**Problem to work on**:
Show all lines of the entries in which the word "window" is found.
+++
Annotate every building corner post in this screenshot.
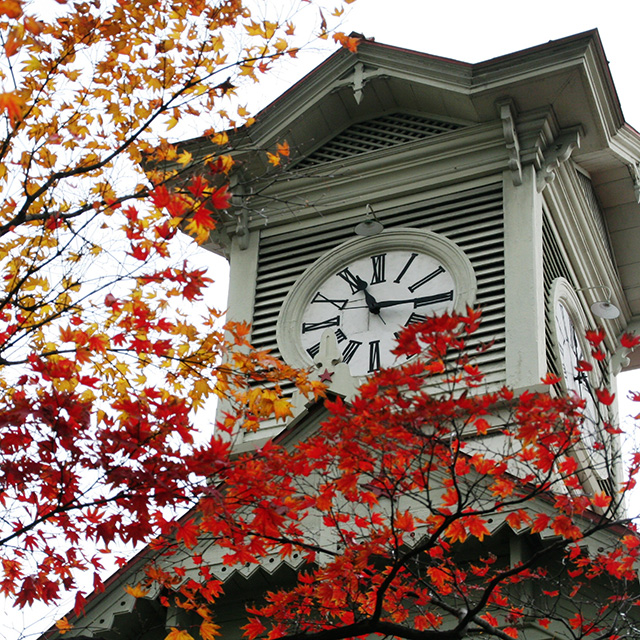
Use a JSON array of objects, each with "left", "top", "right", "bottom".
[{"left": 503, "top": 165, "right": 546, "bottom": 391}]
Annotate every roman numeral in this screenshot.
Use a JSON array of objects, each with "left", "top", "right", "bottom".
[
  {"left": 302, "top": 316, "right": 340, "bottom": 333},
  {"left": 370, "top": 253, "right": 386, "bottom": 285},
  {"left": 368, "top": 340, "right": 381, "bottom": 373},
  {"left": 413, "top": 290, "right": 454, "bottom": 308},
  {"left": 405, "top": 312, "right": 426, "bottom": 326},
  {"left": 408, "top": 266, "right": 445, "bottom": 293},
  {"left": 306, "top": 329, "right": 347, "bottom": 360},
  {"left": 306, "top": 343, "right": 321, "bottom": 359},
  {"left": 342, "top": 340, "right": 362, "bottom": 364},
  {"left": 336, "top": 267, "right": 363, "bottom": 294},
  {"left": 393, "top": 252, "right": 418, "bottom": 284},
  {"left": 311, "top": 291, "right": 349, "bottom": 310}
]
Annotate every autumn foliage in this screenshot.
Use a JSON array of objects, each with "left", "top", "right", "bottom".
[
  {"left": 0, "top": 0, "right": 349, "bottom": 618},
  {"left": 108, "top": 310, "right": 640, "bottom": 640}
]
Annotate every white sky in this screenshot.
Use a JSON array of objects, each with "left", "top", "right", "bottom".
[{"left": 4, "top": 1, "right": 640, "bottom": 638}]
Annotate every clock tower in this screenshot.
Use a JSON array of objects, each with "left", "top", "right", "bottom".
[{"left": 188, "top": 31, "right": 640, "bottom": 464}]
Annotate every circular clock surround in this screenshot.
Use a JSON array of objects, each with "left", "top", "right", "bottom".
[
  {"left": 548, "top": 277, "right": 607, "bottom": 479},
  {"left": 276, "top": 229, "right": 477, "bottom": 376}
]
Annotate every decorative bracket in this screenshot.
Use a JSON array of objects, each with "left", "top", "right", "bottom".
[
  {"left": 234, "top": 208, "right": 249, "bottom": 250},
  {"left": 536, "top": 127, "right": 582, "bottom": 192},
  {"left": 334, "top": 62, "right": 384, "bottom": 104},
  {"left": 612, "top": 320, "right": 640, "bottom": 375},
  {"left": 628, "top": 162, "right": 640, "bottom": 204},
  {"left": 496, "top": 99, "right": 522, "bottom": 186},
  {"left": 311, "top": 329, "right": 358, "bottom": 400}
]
+++
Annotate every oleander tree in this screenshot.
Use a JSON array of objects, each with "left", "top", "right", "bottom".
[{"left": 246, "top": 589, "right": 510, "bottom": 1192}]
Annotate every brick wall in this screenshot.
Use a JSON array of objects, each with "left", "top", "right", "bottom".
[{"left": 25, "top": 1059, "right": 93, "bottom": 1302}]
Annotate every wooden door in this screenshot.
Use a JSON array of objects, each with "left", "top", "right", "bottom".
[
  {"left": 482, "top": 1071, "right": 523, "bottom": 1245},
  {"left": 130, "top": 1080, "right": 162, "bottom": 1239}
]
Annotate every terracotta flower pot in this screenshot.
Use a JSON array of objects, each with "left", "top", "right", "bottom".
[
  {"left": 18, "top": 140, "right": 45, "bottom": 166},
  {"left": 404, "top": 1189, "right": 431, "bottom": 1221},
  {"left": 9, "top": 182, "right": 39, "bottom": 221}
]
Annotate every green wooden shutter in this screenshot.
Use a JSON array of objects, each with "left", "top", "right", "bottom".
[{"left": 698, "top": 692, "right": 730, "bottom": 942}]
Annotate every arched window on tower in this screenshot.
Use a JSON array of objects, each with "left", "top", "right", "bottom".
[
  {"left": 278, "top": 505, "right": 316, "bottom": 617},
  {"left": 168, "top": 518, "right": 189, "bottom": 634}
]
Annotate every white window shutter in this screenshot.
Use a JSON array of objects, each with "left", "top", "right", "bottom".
+++
**Exercise solution**:
Annotate every arched window on tower in this screenshot.
Annotate every white window shutter in this screenshot.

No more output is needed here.